• _What the task requires_: Can you copy the entries from the line containing "Objective — locate the dark" through the end of the entries, swapping "Target" for "Label" and leaving everything else unchanged?

• _Extracted entries_:

·····

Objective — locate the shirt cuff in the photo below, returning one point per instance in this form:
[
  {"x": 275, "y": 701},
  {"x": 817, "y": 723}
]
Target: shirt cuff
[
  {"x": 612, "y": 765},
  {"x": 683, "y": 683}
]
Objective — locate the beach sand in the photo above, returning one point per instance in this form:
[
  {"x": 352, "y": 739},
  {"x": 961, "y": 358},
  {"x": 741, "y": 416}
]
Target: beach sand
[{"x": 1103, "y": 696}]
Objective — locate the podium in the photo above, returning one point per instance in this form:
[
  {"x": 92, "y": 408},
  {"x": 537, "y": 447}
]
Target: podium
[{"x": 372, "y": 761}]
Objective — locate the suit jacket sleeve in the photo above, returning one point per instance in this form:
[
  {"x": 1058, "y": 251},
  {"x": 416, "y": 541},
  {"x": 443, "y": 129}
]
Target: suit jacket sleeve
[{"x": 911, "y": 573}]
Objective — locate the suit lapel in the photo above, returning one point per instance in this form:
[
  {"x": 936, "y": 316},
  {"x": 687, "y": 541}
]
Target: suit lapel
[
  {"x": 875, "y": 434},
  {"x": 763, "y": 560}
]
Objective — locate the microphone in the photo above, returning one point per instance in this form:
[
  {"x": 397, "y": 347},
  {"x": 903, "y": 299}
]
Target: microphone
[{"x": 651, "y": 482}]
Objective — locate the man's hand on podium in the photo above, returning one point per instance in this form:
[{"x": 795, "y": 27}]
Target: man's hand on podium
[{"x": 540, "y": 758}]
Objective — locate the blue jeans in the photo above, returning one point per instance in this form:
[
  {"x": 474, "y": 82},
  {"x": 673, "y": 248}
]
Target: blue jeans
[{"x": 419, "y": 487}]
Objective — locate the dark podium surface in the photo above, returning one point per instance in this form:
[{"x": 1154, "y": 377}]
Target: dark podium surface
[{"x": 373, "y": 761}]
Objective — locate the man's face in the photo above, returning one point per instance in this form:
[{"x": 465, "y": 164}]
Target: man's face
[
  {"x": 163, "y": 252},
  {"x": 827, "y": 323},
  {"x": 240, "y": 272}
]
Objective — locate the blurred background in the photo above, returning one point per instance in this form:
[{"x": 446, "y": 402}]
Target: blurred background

·····

• _Result of this exercise_:
Objective — locate the dark podium surface in the photo above, returning one point per instance in this form:
[{"x": 1154, "y": 377}]
Label: dark podium surface
[{"x": 373, "y": 761}]
Objective — locate the man's face in the photo above, returning one point per instance in this form:
[{"x": 465, "y": 164}]
Label: man's face
[
  {"x": 163, "y": 252},
  {"x": 827, "y": 323},
  {"x": 240, "y": 272}
]
Objective — locate the blurred background in the photo above, returning one point per instance in this form:
[{"x": 446, "y": 402}]
Label: blurred background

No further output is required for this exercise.